Given instruction
Copy the records below line for line, starting at the line that contains "Target = eye" and ending with the last line of the records, with both ends included.

Available data
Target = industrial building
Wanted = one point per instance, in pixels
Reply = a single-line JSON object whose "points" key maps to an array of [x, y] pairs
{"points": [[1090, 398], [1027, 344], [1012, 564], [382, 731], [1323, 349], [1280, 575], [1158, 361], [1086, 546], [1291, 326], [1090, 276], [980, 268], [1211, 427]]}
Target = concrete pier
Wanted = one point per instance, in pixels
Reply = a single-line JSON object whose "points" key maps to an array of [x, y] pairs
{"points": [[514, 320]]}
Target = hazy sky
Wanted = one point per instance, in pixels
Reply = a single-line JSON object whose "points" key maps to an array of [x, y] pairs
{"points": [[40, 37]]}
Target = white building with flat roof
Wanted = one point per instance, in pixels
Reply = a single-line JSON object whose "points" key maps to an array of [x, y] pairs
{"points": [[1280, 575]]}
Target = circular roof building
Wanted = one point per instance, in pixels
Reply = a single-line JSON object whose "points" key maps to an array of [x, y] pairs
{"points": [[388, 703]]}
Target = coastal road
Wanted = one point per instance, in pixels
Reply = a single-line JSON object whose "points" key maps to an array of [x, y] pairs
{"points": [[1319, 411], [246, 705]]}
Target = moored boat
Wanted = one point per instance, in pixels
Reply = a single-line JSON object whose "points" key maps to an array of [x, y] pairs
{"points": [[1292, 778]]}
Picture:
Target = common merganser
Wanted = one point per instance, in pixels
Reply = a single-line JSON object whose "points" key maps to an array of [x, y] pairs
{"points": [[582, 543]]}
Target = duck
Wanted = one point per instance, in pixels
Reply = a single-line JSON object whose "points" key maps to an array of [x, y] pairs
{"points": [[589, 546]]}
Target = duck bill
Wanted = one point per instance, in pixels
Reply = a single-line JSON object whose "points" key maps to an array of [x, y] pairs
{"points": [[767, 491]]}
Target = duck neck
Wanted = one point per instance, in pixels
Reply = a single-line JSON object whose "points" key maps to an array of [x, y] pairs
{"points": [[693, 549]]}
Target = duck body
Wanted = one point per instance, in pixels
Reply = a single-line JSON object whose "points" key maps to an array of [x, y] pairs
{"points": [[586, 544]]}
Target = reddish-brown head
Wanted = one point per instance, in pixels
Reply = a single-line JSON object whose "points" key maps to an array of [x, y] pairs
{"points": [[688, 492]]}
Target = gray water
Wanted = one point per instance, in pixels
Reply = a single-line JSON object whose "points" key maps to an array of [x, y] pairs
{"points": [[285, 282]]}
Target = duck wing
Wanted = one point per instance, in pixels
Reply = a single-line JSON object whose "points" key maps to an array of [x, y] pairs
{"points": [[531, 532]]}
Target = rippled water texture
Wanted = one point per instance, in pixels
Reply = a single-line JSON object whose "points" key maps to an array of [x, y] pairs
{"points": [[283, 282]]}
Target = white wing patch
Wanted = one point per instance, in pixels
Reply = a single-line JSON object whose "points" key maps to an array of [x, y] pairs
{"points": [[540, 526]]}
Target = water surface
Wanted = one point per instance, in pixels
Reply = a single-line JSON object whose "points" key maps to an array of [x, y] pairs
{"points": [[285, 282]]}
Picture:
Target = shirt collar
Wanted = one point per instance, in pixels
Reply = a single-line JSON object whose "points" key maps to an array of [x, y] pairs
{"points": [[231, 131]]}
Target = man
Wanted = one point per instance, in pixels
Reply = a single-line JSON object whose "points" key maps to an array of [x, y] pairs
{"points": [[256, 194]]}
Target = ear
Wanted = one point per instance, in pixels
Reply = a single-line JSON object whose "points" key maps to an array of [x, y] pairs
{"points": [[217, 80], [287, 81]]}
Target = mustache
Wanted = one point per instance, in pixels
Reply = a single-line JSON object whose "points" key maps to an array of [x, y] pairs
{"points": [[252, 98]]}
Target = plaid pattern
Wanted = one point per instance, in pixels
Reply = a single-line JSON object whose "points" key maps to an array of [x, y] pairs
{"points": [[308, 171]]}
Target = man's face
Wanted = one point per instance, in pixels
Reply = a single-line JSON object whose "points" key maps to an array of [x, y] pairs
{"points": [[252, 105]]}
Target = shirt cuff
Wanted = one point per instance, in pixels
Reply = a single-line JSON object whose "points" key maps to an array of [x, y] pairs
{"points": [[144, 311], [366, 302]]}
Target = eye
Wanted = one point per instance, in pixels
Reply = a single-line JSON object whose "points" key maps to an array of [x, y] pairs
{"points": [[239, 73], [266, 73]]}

The result
Target = eye
Wanted = one point per instance, in pixels
Reply = a single-line JSON object whose "points" key maps to an array of [x, y] pairs
{"points": [[239, 73], [266, 73]]}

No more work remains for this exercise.